▸ **TASK DIRECTIONS**
In the court excerpt on the short sale, what does the mortgage expressly allow the lender to do if there is a default?

--- START PROVIDED TEXT ---

Moreover, Wells Fargo owed no duty to Allen to modify the loan through a short sale of the property. No express requirement, contractual or otherwise, has been shown in this case that would afford Allen the right to a loan modification through approval of a short sale. Rather, in the event of a default, the mortgage expressly provides that the lender may accelerate all sums due under the mortgage and seek foreclosure. (Doc. No. 5, Ex. 1 ¶ 22.) Courts have held that absent a contractual agreement or law to the contrary, there is no obligation requiring a bank or other institutional lender to modify a loan, or to mitigate its damages through such a modification, by way of a short sale or other means. See, e.g., U.S. Bank Ass'n v. Smith, Civ. A. No. 14-4324, 2015 WL 437572, *4 (E.D. Pa. Feb. 3, 2015) (holding that the lender, a bank, had no duty to "mitigate its damages" by accepting a short sale and request for loan modification, stating that borrower "cite[d] no law that imposes on the Bank a duty to mitigate in the ways he discusses"); U.S. Bank Nat'l Ass'n v. Greenfield, Civ. A. No. 1:12-cv-2125, 2014 WL 3908127, at *3 (M.D. Pa. Aug. 11, 2014) (granting lender's motion for summary judgment and stating "U.S. Bank does not have any obligation to modify a loan or mortgage upon default . . . . Under the terms of the [p]romissory note and [m]ortgage, U.S. Bank is entitled to seek foreclosure").

--- END PROVIDED TEXT ---
--- START ENTRIES SUPPLIED ---

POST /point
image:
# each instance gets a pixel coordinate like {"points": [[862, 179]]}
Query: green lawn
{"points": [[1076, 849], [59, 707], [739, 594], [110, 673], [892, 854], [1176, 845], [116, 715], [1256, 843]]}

--- END ENTRIES SUPPLIED ---

▸ **EXERCISE SOLUTION**
The lender may accelerate all sums due under the mortgage and seek foreclosure.